Problem details:
Pick out each line in the rows below that contains the word "verge", matching uppercase and lowercase exactly.

Records provided:
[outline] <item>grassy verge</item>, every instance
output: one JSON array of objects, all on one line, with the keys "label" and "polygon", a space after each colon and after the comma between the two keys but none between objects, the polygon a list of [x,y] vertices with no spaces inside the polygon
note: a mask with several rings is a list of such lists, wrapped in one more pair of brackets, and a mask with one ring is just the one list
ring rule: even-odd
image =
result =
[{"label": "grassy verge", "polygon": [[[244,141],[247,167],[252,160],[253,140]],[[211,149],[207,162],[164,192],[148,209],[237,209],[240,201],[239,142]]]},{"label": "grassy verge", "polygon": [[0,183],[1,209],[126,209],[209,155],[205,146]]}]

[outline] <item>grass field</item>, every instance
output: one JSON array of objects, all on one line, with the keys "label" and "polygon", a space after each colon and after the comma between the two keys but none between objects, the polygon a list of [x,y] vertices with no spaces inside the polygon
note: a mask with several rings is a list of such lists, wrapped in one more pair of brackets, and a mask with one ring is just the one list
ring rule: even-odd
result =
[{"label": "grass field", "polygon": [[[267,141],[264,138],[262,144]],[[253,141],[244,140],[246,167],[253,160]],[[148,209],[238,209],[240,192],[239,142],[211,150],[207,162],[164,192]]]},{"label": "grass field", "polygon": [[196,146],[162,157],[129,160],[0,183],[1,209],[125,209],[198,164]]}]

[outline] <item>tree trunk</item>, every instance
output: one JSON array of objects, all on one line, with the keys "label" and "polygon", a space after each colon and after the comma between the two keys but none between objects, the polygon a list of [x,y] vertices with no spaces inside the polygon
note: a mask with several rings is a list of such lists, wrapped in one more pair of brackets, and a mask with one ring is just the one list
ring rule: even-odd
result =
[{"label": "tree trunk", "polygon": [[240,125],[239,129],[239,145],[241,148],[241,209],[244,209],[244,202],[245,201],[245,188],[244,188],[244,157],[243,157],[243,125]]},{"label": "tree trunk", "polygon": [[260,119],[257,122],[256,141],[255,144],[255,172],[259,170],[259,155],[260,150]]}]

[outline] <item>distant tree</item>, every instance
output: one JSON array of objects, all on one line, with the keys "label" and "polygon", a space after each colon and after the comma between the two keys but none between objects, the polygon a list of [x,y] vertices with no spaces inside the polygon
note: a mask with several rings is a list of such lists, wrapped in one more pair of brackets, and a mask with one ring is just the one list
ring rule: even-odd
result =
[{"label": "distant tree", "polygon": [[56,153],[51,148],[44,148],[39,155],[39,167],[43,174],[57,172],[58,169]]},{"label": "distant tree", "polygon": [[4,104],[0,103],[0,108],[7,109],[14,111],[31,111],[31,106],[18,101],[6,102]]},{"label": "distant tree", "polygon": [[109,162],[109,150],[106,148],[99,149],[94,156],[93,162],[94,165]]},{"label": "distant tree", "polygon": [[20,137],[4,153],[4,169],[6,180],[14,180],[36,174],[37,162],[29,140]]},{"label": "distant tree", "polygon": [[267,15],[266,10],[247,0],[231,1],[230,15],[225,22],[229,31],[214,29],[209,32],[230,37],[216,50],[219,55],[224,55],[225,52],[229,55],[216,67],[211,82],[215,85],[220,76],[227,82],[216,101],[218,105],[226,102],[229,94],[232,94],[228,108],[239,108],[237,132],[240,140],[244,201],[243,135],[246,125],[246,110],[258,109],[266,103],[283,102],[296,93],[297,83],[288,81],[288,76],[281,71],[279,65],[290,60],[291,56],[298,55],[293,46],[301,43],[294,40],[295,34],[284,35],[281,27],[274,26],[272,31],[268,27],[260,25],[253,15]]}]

Reply to the task:
[outline] <item>grassy verge</item>, every instance
[{"label": "grassy verge", "polygon": [[[244,141],[247,167],[252,160],[253,140]],[[211,149],[207,162],[164,192],[148,209],[237,209],[240,201],[239,142]]]},{"label": "grassy verge", "polygon": [[0,183],[1,209],[126,209],[209,155],[205,146]]}]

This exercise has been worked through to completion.